::: Entries supplied :::

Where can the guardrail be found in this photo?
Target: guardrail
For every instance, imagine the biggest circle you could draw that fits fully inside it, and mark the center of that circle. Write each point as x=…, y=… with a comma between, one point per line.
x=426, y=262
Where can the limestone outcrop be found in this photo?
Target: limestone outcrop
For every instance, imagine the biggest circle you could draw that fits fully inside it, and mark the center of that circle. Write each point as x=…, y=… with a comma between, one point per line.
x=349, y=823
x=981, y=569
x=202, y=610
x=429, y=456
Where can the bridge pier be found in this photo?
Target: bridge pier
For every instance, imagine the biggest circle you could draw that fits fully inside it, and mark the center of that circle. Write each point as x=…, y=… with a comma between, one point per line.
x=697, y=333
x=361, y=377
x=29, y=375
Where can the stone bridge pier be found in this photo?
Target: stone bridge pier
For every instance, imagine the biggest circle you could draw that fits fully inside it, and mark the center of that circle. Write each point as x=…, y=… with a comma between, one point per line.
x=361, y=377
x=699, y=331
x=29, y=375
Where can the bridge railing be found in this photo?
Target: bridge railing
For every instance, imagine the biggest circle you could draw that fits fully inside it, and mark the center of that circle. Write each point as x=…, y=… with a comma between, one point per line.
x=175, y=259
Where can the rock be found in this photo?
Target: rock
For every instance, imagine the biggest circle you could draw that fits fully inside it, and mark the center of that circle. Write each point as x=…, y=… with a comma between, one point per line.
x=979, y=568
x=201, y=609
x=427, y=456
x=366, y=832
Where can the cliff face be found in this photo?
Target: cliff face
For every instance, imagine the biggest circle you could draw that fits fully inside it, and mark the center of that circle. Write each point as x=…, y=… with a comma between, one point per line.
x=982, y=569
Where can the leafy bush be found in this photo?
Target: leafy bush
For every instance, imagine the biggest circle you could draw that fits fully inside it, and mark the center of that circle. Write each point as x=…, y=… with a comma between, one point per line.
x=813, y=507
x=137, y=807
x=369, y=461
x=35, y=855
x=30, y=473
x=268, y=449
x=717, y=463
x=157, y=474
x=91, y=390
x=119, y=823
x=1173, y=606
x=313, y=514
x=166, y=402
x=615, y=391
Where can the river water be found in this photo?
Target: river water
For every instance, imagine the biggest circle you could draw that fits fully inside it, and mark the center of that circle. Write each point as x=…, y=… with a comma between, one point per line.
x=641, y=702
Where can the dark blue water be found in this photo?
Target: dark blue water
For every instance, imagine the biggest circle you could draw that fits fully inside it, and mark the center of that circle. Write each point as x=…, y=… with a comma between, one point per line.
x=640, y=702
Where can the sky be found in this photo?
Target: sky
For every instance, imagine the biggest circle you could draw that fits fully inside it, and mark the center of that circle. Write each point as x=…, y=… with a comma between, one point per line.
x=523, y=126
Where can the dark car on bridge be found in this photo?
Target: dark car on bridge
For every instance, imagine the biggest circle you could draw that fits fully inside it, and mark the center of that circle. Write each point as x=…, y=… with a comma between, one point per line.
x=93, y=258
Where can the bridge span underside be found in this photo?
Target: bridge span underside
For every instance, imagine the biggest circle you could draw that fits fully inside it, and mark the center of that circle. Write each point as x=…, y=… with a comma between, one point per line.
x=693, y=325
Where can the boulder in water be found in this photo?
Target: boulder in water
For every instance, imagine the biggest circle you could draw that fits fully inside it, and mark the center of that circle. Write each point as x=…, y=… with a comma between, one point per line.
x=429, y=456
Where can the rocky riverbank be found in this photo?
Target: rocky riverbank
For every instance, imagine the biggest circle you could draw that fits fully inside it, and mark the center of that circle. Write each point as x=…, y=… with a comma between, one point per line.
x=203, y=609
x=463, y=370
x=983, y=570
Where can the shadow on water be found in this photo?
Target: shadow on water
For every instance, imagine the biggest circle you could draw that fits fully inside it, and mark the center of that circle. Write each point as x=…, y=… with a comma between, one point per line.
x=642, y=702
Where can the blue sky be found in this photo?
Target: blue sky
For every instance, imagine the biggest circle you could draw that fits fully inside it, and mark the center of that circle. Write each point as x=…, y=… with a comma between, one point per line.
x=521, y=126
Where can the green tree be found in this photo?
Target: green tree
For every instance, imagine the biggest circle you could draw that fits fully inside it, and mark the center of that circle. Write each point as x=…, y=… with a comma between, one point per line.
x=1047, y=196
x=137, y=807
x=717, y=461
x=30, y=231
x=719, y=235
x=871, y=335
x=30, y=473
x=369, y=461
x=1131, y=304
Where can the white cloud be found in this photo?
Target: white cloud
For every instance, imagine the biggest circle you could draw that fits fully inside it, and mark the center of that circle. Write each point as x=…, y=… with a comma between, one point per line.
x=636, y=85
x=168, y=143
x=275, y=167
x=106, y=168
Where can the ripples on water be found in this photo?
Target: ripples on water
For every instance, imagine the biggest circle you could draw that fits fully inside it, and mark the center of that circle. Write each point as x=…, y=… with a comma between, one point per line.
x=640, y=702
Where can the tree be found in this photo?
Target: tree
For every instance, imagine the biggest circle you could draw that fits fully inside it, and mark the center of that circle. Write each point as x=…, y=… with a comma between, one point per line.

:::

From the data above, work out how many lines contain the string "rocky" and reply with only the number.

2